_Try it_:
All of the records should come back exactly as written.

_Dataset records_:
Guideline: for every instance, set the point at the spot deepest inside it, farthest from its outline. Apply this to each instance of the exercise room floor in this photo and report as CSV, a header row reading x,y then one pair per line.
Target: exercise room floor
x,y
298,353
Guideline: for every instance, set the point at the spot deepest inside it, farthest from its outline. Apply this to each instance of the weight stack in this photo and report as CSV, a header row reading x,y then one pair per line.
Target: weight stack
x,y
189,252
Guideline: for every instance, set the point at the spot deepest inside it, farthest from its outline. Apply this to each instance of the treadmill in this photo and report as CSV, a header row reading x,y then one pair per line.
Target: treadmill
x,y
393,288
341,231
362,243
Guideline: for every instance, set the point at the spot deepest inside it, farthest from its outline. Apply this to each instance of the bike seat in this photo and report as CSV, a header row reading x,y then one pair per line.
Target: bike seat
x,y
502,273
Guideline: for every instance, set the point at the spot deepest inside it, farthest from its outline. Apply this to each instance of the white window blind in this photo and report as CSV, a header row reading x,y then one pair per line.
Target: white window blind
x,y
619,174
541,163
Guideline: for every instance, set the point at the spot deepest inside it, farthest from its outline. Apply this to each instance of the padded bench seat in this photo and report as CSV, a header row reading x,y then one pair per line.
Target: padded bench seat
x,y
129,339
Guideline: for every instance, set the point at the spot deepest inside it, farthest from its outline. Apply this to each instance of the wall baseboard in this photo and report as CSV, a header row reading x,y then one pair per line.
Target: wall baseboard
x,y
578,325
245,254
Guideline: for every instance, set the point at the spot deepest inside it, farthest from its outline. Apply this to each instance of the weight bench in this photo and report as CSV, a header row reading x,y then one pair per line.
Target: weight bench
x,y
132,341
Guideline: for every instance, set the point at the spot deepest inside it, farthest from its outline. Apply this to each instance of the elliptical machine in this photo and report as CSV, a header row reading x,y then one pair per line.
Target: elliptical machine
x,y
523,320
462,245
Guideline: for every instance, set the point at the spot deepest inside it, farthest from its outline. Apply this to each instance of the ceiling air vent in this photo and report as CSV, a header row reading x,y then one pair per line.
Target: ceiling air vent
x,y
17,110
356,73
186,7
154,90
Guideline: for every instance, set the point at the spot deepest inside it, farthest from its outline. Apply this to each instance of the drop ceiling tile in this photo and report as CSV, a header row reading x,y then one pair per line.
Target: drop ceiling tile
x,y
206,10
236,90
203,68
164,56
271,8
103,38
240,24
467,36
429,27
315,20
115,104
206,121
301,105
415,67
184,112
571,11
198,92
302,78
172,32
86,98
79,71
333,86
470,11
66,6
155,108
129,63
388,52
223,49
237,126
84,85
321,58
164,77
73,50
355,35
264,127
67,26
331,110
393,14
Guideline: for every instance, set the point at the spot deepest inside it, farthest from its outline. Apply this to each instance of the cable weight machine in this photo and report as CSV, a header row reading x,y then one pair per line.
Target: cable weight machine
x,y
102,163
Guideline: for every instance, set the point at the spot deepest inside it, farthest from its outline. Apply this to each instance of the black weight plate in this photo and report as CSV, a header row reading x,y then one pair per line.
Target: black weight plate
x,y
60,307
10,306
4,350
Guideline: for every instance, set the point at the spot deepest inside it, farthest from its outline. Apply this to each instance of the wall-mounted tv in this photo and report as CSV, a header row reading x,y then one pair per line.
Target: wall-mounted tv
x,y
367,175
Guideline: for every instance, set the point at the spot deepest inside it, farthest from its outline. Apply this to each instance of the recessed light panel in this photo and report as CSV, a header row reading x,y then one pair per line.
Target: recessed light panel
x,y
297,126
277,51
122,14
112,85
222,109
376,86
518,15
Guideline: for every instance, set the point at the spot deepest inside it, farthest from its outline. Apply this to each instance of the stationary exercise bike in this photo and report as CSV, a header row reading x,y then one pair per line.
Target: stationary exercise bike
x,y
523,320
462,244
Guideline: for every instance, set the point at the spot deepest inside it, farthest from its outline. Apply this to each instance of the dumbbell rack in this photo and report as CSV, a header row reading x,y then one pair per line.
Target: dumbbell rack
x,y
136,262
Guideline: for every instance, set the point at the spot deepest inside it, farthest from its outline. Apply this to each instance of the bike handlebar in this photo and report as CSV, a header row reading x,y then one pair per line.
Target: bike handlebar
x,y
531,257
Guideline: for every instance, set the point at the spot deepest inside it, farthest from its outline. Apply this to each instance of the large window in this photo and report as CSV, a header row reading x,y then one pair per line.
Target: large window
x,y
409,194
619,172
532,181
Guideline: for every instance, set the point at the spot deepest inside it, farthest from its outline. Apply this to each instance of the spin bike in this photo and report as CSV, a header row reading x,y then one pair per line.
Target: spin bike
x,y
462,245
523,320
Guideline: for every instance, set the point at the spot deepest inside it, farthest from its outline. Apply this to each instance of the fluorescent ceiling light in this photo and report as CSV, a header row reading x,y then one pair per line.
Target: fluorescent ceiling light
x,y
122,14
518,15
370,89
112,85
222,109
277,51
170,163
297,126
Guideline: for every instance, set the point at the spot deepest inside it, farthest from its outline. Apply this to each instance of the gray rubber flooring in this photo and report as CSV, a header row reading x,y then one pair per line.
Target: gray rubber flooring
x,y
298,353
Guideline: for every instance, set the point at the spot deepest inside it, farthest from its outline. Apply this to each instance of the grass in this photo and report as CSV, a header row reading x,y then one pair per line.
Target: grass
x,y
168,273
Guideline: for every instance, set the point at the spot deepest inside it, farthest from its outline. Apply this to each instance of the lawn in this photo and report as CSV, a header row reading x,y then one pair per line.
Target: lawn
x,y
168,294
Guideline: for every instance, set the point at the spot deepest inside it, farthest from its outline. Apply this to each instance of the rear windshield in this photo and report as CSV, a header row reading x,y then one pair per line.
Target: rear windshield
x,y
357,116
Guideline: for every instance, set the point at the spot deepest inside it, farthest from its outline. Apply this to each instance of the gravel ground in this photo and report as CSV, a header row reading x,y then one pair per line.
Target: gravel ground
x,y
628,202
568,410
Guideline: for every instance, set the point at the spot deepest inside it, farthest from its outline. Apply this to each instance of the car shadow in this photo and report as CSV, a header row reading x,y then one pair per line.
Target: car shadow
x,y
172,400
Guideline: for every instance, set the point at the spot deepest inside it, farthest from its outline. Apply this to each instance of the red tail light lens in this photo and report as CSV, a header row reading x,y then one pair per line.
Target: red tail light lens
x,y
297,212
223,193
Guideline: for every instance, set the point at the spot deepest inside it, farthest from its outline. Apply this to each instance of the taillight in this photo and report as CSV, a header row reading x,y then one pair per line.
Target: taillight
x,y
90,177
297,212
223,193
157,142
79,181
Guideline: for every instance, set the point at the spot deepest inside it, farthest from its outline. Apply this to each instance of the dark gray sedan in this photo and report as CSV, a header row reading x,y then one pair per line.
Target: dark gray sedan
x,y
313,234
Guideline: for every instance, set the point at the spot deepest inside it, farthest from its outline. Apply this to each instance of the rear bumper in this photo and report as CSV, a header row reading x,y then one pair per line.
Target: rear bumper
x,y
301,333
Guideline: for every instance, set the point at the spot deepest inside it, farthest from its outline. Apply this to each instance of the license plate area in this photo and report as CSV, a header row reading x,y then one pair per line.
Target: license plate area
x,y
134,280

_Output_:
Guideline: for every instance, set the point at the spot deepest inside it, farthest from its outline. Apply this to each instance of the exercise room floor in this photo and report as CSV, a header row reading x,y then one pair per line.
Target: exercise room floor
x,y
298,353
Guideline: for every instance, set the point at the spot deepest inside it, farthest from its outline. Apply this to each instance of the weight stack in this photo and report as CSV, a header row reading x,y then one pair per line.
Target: weight stack
x,y
189,252
Guideline: for every instance, set the point at the spot deepest inside it, farthest from its outline. Apply this to each instance of the treadmill in this photo and report as CSV, a header row reading x,y then one pair per line.
Target: treadmill
x,y
393,288
341,231
362,243
Guideline: for every instance, set the point at the spot deepest inside it, farthest from its outline. Apply this to each instance of the bike seat in this photo and report as CSV, a header row reading x,y then one pair per line.
Target: bike seat
x,y
502,273
Guideline: for every instance, set the point at the spot deepest inside it, farthest from its outline. Apply this to each instance of the white window blind in this photo and report as CSV, a header row reading x,y then one pair per line.
Target: white window blind
x,y
619,174
541,163
Guideline: for every instance, set the point at the spot deepest inside it, farthest from its outline. Apply this to each instance of the padded bench seat in this photo and report as CSV, a header row reading x,y then one pair per line.
Target: padded bench seat
x,y
129,339
Guideline: for every instance, set the point at the spot deepest inside it, farthest from its outline. Apply this to each instance of the wall baseboard in this photo and report as CSV, a header row reading x,y then one pair per line.
Target: wall baseboard
x,y
578,325
245,254
Guideline: for every instance, set the point at the spot deepest inside it, farthest from its outline. Apply this to each instance of the weight bench in this photo and report as CSV, a header row reading x,y then one pair per line.
Target: weight bench
x,y
132,341
Guideline: for every instance, set the point at the spot deepest inside it, farthest from its outline. Apply this to each instance of the elliptical machine in this photo and report as CSV, a header row reading x,y then one pair per line.
Target: elliptical machine
x,y
523,320
462,245
Guideline: for every instance, set the point at the spot deepest inside it, farthest from its outline. Apply this to each instance of the ceiling air vent in this photo and report as CSV, a header row reading x,y then one pair per line.
Target: ceiling air vent
x,y
17,110
356,73
186,7
154,90
Guideline: for every instance, set the point at the spot deepest inside it, farthest from its outline. Apply this to each instance of the drop ceiling tile in this photo and report as CSV, a header row reading x,y then one pair per line.
Target: drop ceiling tile
x,y
206,10
236,90
203,68
164,56
271,8
103,38
240,24
467,36
429,27
315,20
115,104
206,121
301,105
415,67
184,112
571,11
198,92
302,78
172,32
86,98
79,71
333,86
470,11
66,6
155,108
129,63
388,52
223,49
237,126
84,85
321,58
164,77
73,50
355,35
264,127
67,26
331,110
393,14
Guideline: for every instance, set the point at the spot deepest inside it, farthest from its outline. Apply this to each instance of the cable weight machine in this photo and report as CSV, a header row reading x,y then one pair per line.
Target: cable weight machine
x,y
102,163
Guideline: for every instance, set the point at the spot deepest inside it, farthest from its outline. Apply this to each instance of the black weight plate in this photo and report as CSV, a header row reading x,y then one pair per line.
Target: black weight plate
x,y
60,307
10,306
4,350
Guideline: for every instance, set the point at the spot deepest inside it, farthest from its outline. Apply this to each instance of the wall-mounted tv in this photo and report as CSV, a header row reading x,y then one pair per line.
Target: wall-mounted tv
x,y
367,175
Guideline: for every instance, set the point at the spot deepest inside it, farthest from its outline. Apply this to each instance of the recessed light panel in this photo and report as CSV, a header row reading x,y then one pair per line.
Target: recessed light panel
x,y
297,126
277,51
122,14
112,85
222,109
376,86
518,15
Guideline: for every instance, set the point at the spot deepest inside it, farthest from its outline. Apply this to each instance of the stationary exercise bike in this photo and report as CSV, a header row reading x,y then one pair per line.
Target: stationary exercise bike
x,y
523,320
462,244
Guideline: for every instance, set the point at the spot deepest inside it, farthest from its outline. Apply this to each instance of the dumbbell rack in this photo and report as CSV, a header row reading x,y then one pair per line.
Target: dumbbell rack
x,y
136,262
Guideline: for every instance, set the point at the spot deepest inside it, farthest from its outline. Apply this to each instance of the bike handlebar in this photo and report as CSV, a header row reading x,y then one pair per line.
Target: bike handlebar
x,y
531,257
Guideline: for every instance, set the point at the spot deepest inside it, farthest from its outline. Apply this to each instance of the large window in this photo and report as CSV, a header row reading x,y then one pair per line.
Target: large window
x,y
409,194
619,172
532,181
Guideline: for every instance, set the point at the spot deepest inside it, farthest from its outline. Apply this to each instance of the spin bike in this photo and report as CSV, a header row reading x,y then one pair per line.
Target: spin bike
x,y
462,245
523,320
Guideline: for every instance, set the point at the spot deepest inside it, farthest from its outline. Apply this to each instance of the fluorescent ceiling light in this photo and report as CSV, a header row reading x,y then one pair per line.
Target: fluorescent ceiling light
x,y
122,14
518,15
370,89
112,85
222,109
277,51
170,163
297,126
Guideline: for every instance, set the point at the spot deepest inside it, farthest from its outline. Apply this to each instance of the gray rubber flooring in this photo and report as CSV, a header row reading x,y then one pair per line.
Target: gray rubber flooring
x,y
298,353
Guideline: for every instance, set the point at the spot deepest inside it, farthest from its outline. Apply this to each instance of the grass in this photo and report as CSV, a header row reading x,y then one pair per line.
Target: grass
x,y
168,273
Guideline: for every instance, set the point at the spot deepest inside it, farthest from its outline. Apply this to each instance of the lawn in this photo and report as CSV, a header row reading x,y then one pair per line.
Target: lawn
x,y
168,294
Guideline: for every instance, set the point at the spot deepest inside it, farthest from its outline. Apply this to each instance of the rear windshield in this photo and report as CSV, a header row reading x,y then one pair per line.
Target: rear windshield
x,y
357,116
Guideline: for every instance, set the point at the spot deepest inside it, farthest from its outline. Apply this to each instance of the gravel ground in this photo and report as CSV, a header row reading x,y then one pair per line.
Target: gravel ground
x,y
628,202
568,410
Guideline: for every instance, set the point at the spot deepest inside it, farthest from its outline. Apply this to each instance of the car shadow in this photo and report as CSV, a header row reading x,y then one pair per line.
Target: car shadow
x,y
172,400
Guideline: for every instance, set the point at the spot deepest inside it, farthest from its outline. Apply this to each instance of the red tail light lens in this photo and report as CSV, a header row reading x,y then one pair per line.
Target: red tail light lens
x,y
297,212
223,193
Guideline: for every instance, set the point at the spot deepest inside it, farthest from its outline. Apply this to each instance of the taillight in this photo and report as CSV, a header row reading x,y then one pair per line.
Target: taillight
x,y
90,177
297,212
223,193
157,142
79,181
Guideline: for every instance, set the point at the spot deepest inside it, farthest from its outline. Apply this to each instance of the dark gray sedan in this photo and report as CSV, a header row reading x,y then one pair per line.
Target: dark gray sedan
x,y
313,234
Guideline: for every instance, set the point at the spot deepest inside it, farthest from its outline. Apply this to each instance of the rear bumper in this photo and report as CSV, a header row reading x,y then one pair per line.
Target: rear bumper
x,y
301,333
Guideline: for every instance, set the point at the spot deepest inside it, farthest from its outline. Apply this to each instance of the license plate area in this photo and report as CSV, a header row reading x,y then one pair per line.
Target: license plate area
x,y
134,280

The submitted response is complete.